Sunday...well, they - or rather, I - do say that there's always something going on in New York, and this time there was rather too much of something. The guy who lives next to me in my dorm had what seems to have been a mental health episode. He was gibbering and crying loudly in his room and slamming his door. Unfortunately it wasn't the first time this has happened, and not entirely sure what to do, I ended up calling campus security. We managed to get him to calm down, then sat him down for a while and impressed upon him that this sort of behaviour ain't acceptable. Poor fella - he's not a happy guy, and while it's not for me to talk about his personal problems in my blog, let's just say I and the building superintendent heard all about them in detail. Fingers crossed not just for him, but for the general peace of the block. I wasn't the only one weirded out, it was most of my floor. Seems to have been quiet since then.

So on a different note, term started today, and I had a seminar this afternoon with the semi-legendary Donald Keene, author of myriad books on all aspects of Japanese lit. This was more or less why I came to Columbia (aside from the fact it was the only place that'd have me), and it's a real honour to be able to study with him. He's in remarkably good shape for 83, still mentally very alert, with a fine sense of humour and obviously an in-depth command of his stuff - he was able to talk about Basho from memory with no notes for nearly 90 minutes. I look forward to this seminar, mainly because it doesn't have a term paper or exam attached...

§ §

▸ Direction 1
Render this sentence from the blog post into Spanish: "He was gibbering and crying loudly in his room and slamming his door."
▸ Direction 2
Extract from the blog post the passage that begins at the words "So on a different" and ends after "or exam attached...".

(Dataset excerpt)
§ §

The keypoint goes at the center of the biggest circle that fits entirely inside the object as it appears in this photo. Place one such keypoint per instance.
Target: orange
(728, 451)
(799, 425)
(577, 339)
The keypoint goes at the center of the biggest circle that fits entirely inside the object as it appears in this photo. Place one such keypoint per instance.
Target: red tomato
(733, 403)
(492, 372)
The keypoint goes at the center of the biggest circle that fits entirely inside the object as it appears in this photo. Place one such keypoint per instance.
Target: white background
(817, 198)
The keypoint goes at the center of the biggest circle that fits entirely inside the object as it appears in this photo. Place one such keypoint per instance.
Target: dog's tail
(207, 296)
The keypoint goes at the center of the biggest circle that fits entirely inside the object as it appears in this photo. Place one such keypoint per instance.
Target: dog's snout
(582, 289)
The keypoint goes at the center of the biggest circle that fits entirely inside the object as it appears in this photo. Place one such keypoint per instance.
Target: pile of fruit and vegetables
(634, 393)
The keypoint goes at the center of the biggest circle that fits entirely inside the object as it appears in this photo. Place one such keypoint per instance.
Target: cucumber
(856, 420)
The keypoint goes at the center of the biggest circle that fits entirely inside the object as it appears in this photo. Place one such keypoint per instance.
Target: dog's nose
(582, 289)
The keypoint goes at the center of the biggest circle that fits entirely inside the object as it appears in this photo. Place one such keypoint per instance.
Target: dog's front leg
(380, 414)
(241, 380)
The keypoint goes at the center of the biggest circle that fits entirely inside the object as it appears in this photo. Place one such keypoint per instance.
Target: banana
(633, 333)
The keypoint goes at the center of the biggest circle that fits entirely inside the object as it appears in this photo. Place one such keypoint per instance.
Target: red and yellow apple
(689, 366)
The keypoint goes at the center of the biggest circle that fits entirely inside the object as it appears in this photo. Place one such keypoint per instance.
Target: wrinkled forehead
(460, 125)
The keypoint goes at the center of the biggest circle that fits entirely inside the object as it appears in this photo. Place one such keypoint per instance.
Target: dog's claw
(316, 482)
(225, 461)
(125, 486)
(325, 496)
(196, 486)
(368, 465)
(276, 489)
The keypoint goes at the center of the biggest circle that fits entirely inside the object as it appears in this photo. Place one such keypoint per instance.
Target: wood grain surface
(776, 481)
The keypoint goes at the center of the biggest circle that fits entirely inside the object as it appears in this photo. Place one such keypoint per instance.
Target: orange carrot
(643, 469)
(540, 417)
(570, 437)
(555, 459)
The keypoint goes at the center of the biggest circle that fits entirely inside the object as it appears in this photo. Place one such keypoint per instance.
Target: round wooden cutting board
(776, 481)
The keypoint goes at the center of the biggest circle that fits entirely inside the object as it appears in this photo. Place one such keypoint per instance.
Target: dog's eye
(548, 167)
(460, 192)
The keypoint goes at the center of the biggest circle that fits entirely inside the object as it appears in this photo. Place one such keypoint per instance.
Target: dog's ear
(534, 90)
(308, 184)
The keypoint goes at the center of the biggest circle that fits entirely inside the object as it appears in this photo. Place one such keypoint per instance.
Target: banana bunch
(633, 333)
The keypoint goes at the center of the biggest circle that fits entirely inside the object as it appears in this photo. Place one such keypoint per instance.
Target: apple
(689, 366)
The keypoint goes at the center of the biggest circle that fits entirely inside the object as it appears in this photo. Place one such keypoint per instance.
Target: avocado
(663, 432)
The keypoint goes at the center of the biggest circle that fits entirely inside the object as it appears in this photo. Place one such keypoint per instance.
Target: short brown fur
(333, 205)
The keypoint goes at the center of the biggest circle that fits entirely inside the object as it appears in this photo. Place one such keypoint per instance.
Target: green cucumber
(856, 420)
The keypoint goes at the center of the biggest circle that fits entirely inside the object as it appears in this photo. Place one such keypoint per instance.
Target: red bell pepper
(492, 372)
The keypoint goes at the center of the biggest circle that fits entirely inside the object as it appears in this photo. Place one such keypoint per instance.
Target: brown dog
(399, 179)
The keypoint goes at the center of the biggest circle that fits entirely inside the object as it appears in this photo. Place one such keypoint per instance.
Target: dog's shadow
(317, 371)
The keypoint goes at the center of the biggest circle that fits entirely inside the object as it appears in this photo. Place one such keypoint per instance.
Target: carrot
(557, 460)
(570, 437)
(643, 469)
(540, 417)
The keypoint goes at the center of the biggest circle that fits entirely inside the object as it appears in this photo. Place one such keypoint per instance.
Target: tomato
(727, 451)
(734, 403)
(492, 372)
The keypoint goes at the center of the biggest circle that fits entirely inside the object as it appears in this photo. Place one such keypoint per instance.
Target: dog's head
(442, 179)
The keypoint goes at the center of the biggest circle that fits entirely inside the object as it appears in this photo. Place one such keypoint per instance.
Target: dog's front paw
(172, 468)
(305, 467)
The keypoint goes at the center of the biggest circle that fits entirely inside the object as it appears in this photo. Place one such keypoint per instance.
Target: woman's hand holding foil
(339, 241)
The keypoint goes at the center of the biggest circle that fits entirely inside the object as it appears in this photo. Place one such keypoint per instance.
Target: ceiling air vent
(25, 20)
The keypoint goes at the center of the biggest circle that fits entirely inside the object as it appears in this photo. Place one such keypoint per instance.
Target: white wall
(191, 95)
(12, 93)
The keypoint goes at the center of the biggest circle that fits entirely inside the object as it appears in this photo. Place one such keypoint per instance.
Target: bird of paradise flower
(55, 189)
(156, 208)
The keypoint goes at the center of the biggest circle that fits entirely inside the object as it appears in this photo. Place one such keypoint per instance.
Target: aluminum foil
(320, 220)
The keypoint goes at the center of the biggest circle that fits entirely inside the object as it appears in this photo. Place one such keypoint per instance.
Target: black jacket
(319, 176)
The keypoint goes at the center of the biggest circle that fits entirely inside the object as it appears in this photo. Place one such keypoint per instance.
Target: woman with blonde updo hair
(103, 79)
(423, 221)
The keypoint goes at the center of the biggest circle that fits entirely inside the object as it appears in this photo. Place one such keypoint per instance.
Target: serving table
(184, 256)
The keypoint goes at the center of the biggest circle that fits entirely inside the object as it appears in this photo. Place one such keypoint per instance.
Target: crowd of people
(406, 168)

§ §

▸ Solution 1
Balbuceaba y lloraba a gritos en su habitación, y daba portazos.

▸ Solution 2
So on a different note, term started today, and I had a seminar this afternoon with the semi-legendary Donald Keene, author of myriad books on all aspects of Japanese lit. This was more or less why I came to Columbia (aside from the fact it was the only place that'd have me), and it's a real honour to be able to study with him. He's in remarkably good shape for 83, still mentally very alert, with a fine sense of humour and obviously an in-depth command of his stuff - he was able to talk about Basho from memory with no notes for nearly 90 minutes. I look forward to this seminar, mainly because it doesn't have a term paper or exam attached...